**Work instructions**
Copy the entries below word for word, including every line.

**Stored records**
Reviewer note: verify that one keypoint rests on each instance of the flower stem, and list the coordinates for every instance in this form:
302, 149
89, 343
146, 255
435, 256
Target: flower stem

**Exercise response**
Reviewer note: verify that one keypoint rests on each instance of the flower stem, and list the coordinates for every instance in this form:
302, 149
89, 343
146, 255
435, 256
Target: flower stem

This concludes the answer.